** Work required **
Each record is to be transcribed exactly.

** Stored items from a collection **
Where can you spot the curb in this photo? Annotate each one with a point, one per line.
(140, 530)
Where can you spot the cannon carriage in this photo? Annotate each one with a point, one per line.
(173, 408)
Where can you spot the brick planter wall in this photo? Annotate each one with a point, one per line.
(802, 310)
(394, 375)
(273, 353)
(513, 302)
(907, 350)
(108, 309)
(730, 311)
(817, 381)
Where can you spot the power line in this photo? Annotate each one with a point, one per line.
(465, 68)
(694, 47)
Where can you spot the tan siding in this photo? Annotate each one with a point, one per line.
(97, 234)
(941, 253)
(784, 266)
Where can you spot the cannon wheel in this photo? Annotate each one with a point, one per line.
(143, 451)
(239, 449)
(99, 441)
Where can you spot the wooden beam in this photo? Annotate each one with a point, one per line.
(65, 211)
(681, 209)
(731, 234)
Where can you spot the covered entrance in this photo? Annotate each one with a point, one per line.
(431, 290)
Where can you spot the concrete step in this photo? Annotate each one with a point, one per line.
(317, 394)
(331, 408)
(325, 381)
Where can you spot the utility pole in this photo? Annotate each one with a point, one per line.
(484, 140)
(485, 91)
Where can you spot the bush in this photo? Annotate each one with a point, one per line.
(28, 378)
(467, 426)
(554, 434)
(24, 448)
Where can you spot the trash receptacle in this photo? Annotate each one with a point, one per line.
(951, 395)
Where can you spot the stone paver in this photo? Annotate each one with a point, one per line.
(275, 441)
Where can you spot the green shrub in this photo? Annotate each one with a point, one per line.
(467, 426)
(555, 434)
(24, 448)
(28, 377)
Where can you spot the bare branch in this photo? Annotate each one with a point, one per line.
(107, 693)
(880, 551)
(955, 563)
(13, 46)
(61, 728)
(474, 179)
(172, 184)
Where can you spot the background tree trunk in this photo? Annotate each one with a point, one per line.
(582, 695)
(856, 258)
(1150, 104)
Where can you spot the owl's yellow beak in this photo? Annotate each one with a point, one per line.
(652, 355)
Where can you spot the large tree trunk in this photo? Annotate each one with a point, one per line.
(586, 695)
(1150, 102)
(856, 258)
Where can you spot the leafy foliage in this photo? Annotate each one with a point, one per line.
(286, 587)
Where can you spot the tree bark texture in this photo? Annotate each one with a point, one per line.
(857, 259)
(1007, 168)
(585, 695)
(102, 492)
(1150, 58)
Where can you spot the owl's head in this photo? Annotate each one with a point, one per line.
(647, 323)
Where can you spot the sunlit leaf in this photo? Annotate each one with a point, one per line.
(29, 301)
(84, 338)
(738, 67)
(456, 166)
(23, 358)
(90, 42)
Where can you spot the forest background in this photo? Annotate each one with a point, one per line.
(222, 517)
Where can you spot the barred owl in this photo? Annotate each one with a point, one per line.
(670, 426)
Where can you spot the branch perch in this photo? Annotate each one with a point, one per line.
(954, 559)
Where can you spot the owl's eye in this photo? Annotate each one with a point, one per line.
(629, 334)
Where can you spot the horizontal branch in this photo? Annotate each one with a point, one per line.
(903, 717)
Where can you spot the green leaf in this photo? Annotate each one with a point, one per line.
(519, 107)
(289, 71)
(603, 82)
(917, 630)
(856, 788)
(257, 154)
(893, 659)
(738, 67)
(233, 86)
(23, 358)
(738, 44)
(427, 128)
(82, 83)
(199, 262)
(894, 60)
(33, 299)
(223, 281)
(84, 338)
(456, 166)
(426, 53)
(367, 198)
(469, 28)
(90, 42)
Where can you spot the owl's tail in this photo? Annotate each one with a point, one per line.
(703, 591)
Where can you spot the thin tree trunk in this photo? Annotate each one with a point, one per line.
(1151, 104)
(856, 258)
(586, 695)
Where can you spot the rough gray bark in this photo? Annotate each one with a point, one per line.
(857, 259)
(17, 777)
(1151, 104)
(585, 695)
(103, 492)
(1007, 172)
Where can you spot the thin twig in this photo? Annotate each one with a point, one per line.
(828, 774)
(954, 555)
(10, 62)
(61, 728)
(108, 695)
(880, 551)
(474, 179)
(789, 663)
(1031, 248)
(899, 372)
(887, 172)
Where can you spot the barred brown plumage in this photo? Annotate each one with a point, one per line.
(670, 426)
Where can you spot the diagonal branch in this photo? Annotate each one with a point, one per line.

** Full solution **
Where can you spot the curb in this photo? Annotate each one with a point, one per line.
(140, 530)
Where can you spot the cannon carriage in this photo? Annotate each one with a point, one per line.
(173, 408)
Where can you spot the brick planter wall in this photo? Annotate each one with a point, one per line.
(802, 310)
(394, 375)
(273, 353)
(513, 302)
(907, 350)
(108, 309)
(730, 311)
(817, 381)
Where can you spot the power line in this photo? Annotate each one with a point, one per line.
(465, 68)
(694, 47)
Where can you spot the tan siding in this photo? Annotate each one with a point, one per line.
(97, 234)
(941, 253)
(784, 266)
Where can you spot the cannon wheel in this photo? Annotate each one with a point, one per line.
(143, 451)
(239, 449)
(99, 441)
Where can you spot the wooden beam in this photo? Annotate each one with a point, one per line.
(65, 211)
(681, 209)
(731, 234)
Where can you spot the covered entrance in this photo? Annotate each one with a point, one per line.
(431, 290)
Where can you spot the concrete step in this photo? Annotate each one with a point, one per line.
(317, 394)
(331, 408)
(325, 381)
Where can you spot the utility pole in this photo? Annotate each one with a point, one per line.
(484, 140)
(485, 91)
Where can you spot the bush in this photo? Annotate each one with a point, one per line.
(28, 378)
(467, 426)
(554, 434)
(24, 448)
Where can you spot the trash receptacle in this photo? Annotate each one with a point, one per line.
(951, 395)
Where can you spot the stone paver in this photo? Annotate each one with a point, one per line.
(275, 441)
Where can you spot the green shrub in this photo? Annotate each one with a point, one per line.
(467, 426)
(555, 434)
(24, 448)
(28, 377)
Where can you spot the bare branch in this photo? Annotate each one with a point, one per line.
(107, 693)
(880, 551)
(955, 563)
(13, 46)
(61, 728)
(474, 179)
(172, 184)
Where can you spot the background tree trunk in this photo? Annotate each one with a point, one per line.
(582, 695)
(856, 258)
(1150, 104)
Where can you spot the owl's yellow beak in this photo? Annotate each one with a point, one per line.
(652, 355)
Where can you spot the large tree trunk in this photo? Annotate each one with a point, one per line.
(586, 695)
(1150, 102)
(856, 258)
Where can you spot the leafy foliage in this photo? Annotate each one with a point, one per line.
(286, 587)
Where can you spot the tree bark texture in this photo? Annotate each one with a point, one per line.
(857, 259)
(1007, 168)
(585, 695)
(102, 492)
(1150, 58)
Where can you spot the owl's head in this photo? Annotate each one with a point, one per line.
(647, 323)
Where can you spot the sunlit leaf in this photo? Annotate each one with a point, one per line.
(29, 301)
(84, 338)
(738, 67)
(456, 166)
(23, 358)
(90, 42)
Where can you spot the forest background in this photo? Annotate each one with a point, one per line.
(222, 517)
Where can you spot the barred owl in this photo? Annotate each one with a point, one per line.
(670, 426)
Where can you spot the branch perch in this photo? Annotate each one with a point, one per line.
(954, 559)
Where can you spot the owl's eye in this photo? Annotate each one with a point, one per line.
(629, 334)
Where can you spot the horizontal branch in this photo? Annotate each one with a point, one per line.
(903, 717)
Where can you spot the green leaf in this photo? Annotate each one with a point, one per line.
(519, 107)
(289, 71)
(603, 82)
(917, 630)
(856, 788)
(257, 154)
(893, 659)
(738, 67)
(233, 86)
(23, 358)
(738, 44)
(427, 128)
(82, 83)
(199, 262)
(894, 60)
(33, 299)
(223, 281)
(84, 338)
(456, 166)
(426, 53)
(367, 198)
(469, 28)
(90, 42)
Where can you spot the owl's tail in this photo? Annotate each one with a point, one per line.
(703, 591)
Where can you spot the thin tree trunk in this photo? Annotate each one with a point, one per line.
(1151, 104)
(856, 258)
(586, 695)
Where can you spot the rough gray bark in this photo? Annotate each one with a point, one per line.
(857, 259)
(17, 777)
(1151, 104)
(585, 695)
(103, 492)
(1007, 172)
Where can you spot the thin twig in this photo? Annotate each one with a point, one per line.
(828, 774)
(954, 555)
(10, 62)
(61, 728)
(108, 695)
(880, 551)
(474, 179)
(789, 663)
(1031, 248)
(899, 372)
(887, 172)
Where can you spot the barred brown plumage in this photo? Annotate each one with a point, one per line.
(670, 426)
Where can you spot the diagonal branch in this photo? Annotate each one with a point, one per line.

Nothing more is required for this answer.